• PROBLEM TO SOLVE:
Would you please return the lines of the entries below starting at the line that has "target | dense vegetation" and ending at the line that has "target | shadow on grass", both included, exactly as they are?

Records from a dataset:
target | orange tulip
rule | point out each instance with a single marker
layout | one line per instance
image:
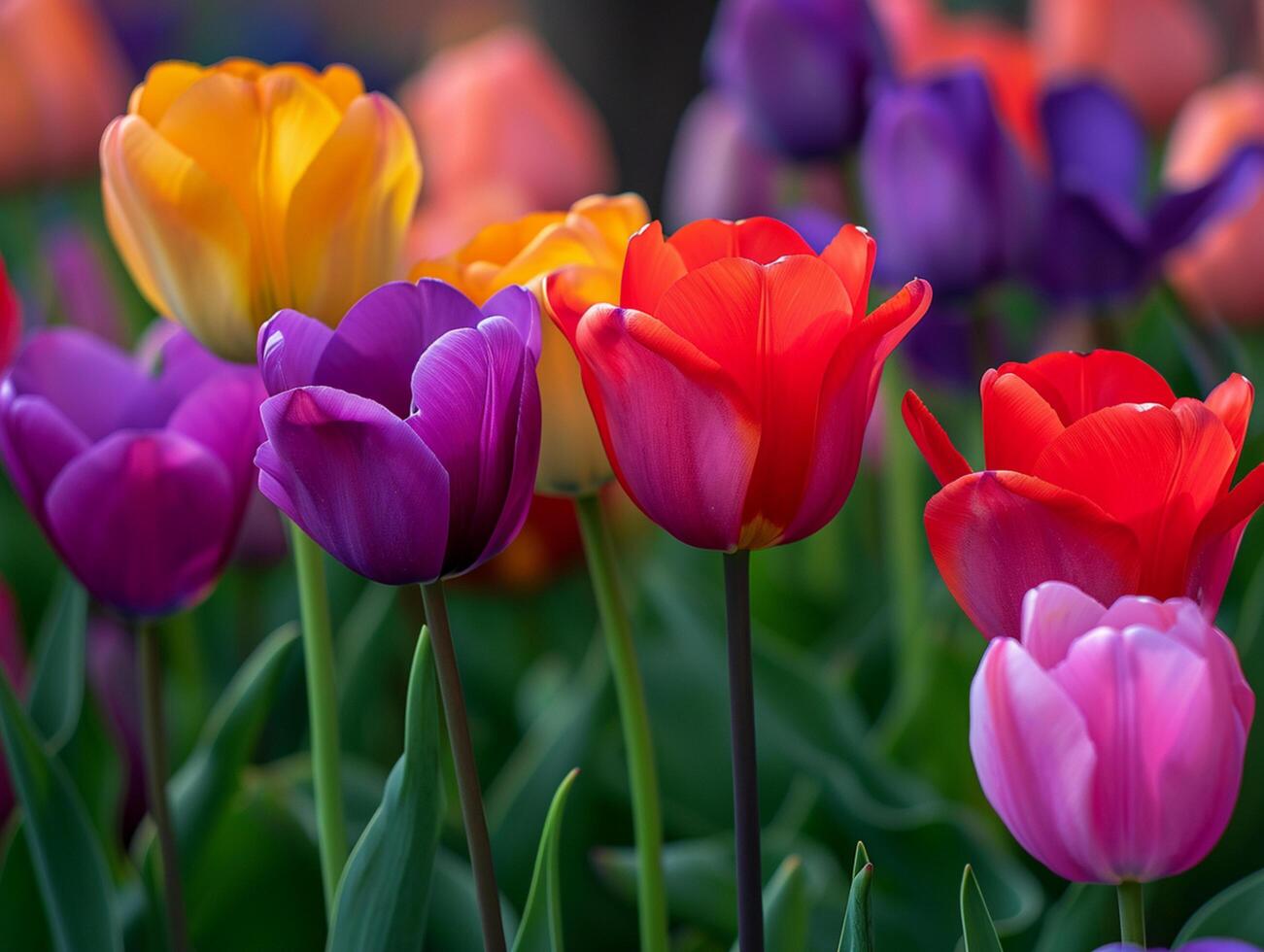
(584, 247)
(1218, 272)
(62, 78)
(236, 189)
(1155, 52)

==

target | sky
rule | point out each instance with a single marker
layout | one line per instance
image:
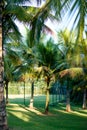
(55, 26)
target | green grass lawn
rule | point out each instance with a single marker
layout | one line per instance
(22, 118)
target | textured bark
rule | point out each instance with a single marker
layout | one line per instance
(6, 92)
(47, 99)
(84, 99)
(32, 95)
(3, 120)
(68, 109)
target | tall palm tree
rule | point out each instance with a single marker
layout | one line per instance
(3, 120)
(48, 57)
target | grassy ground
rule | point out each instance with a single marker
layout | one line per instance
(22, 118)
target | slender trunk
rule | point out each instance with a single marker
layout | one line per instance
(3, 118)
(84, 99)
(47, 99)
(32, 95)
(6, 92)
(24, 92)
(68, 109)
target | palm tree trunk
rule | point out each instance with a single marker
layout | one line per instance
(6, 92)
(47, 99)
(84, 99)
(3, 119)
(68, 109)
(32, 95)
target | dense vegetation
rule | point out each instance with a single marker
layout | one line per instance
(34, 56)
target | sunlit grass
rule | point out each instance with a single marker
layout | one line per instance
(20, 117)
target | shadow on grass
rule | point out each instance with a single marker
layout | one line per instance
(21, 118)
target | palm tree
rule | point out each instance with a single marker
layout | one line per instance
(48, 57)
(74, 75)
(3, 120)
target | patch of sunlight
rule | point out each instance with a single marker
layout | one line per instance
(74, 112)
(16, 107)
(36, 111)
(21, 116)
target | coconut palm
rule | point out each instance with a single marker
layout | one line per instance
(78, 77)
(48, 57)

• RESULT OF THIS EXERCISE:
target | dense vegetation
rule | point out each instance with a single marker
layout | one line per instance
(34, 56)
target | sunlit grass
rule | point out each instance with a single marker
layout | one line per instance
(20, 117)
target | shadow on grass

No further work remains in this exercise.